BEGIN EXTRACTED INFORMATION

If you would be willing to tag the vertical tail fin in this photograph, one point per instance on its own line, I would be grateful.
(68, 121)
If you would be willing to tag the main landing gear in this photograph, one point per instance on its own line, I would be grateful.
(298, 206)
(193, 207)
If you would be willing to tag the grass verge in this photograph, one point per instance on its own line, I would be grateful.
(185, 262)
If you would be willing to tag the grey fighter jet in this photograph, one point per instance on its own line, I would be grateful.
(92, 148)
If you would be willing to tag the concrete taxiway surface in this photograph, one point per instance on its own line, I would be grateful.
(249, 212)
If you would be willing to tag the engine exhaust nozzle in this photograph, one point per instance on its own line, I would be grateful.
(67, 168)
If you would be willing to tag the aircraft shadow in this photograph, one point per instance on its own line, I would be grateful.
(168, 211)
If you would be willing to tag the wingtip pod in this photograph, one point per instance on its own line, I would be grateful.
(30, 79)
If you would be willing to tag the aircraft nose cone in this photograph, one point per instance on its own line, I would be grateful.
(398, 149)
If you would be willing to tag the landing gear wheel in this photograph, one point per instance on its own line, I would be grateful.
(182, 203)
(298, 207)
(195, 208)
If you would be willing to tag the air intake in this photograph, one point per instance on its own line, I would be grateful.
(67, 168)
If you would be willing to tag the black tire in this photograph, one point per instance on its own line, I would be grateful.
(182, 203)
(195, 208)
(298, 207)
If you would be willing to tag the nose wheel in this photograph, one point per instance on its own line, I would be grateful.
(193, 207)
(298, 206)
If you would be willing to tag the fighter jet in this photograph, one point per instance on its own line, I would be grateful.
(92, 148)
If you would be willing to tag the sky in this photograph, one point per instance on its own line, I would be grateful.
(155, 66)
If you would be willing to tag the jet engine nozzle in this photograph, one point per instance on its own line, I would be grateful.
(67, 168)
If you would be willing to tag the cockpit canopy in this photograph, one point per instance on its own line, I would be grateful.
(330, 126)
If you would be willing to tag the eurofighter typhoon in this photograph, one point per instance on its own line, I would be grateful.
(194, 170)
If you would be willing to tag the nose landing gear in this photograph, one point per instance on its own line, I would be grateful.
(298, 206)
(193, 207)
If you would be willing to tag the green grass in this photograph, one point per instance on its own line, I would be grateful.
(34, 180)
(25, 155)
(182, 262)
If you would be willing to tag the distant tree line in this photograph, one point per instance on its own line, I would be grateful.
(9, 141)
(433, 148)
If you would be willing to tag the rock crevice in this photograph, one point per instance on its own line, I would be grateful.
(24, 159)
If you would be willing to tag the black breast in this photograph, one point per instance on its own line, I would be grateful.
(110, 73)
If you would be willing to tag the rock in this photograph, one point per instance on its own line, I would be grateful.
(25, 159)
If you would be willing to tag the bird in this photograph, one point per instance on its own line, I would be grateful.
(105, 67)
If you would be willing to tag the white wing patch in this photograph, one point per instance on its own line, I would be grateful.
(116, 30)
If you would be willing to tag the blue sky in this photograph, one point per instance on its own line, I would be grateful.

END EXTRACTED INFORMATION

EXERCISE INSTRUCTIONS. Your task is to retype the records above exactly.

YOUR SOLUTION.
If you would be willing to tag the vertical tail fin in this photograph, one point per instance on its own line, I would be grateful.
(68, 121)
If you would be willing to tag the main landing gear in this photograph, one point per instance on its own line, I would be grateful.
(298, 206)
(193, 207)
If you would be willing to tag the grass verge in this photograph, one point per instance on its own line, I would be grateful.
(185, 262)
If you would be willing to tag the grey fighter jet in this photograph, one point per instance on its own line, I would be grateful.
(92, 148)
If you would be willing to tag the concrete taxiway surface in this photograph, one point per instance on its own line, I would be grateful.
(249, 212)
If you would be willing to tag the engine exhaust nozzle in this photograph, one point per instance on its own line, I would be grateful.
(67, 168)
If you would be willing to tag the aircraft shadow in this photograph, one point per instance on its own line, I would be grateful.
(168, 211)
If you would be willing to tag the wingtip pod in this photograph, one point per instance on its own line, I would be grateful.
(30, 79)
If you would be willing to tag the aircraft nose cone in this photograph, one point per instance on its own line, I would be grateful.
(398, 149)
If you would be willing to tag the landing gear wheel in this photograph, one point per instance on its own line, I would be grateful.
(182, 203)
(298, 207)
(195, 208)
If you would be willing to tag the air intake in this photograph, one point per instance on its own line, I would be grateful.
(67, 168)
If you would be willing to tag the black tire in this photograph, one point per instance on its own line, I would be grateful.
(182, 203)
(195, 208)
(298, 207)
If you would be willing to tag the nose wheel in this photograph, one point per instance on its own line, I would be grateful.
(193, 207)
(298, 206)
If you would be willing to tag the fighter jet in this photograph, one point per instance on its own line, I would be grateful.
(92, 148)
If you would be willing to tag the sky in this photograph, one point per instance on its own line, I would be grateful.
(155, 66)
If you would be willing to tag the jet engine nozzle in this photograph, one point per instance on its own line, I would be grateful.
(67, 168)
If you would be willing to tag the cockpit canopy in this photograph, one point per instance on its own line, I would be grateful.
(330, 126)
If you would be willing to tag the eurofighter typhoon in this photograph, one point per instance on its own line, I would be grateful.
(194, 170)
If you would be willing to tag the nose landing gear in this photograph, one point per instance on its own line, I would be grateful.
(298, 206)
(193, 207)
If you would be willing to tag the green grass in this photograph, one point per instance on its own line, I would be grateful.
(34, 180)
(25, 155)
(182, 262)
If you would be willing to tag the distant tree line in this photograph, one point per instance on its own line, I would be grateful.
(9, 141)
(433, 148)
If you would be willing to tag the rock crevice in this photograph, one point per instance on its own line, I would be grateful.
(24, 159)
If you would be willing to tag the black breast in this photograph, one point per instance on its own line, I would be grateful.
(110, 73)
If you would be willing to tag the rock in this photograph, one point per instance on its own line, I would be grateful.
(25, 159)
If you would be willing to tag the bird in this photograph, one point per instance on its own line, I would be grateful.
(105, 67)
If you would be willing to tag the white wing patch in this photograph, one point per instance on its own line, I would be grateful.
(116, 30)
If you would be willing to tag the blue sky in this photograph, one point per instance on its own line, I would be grateful.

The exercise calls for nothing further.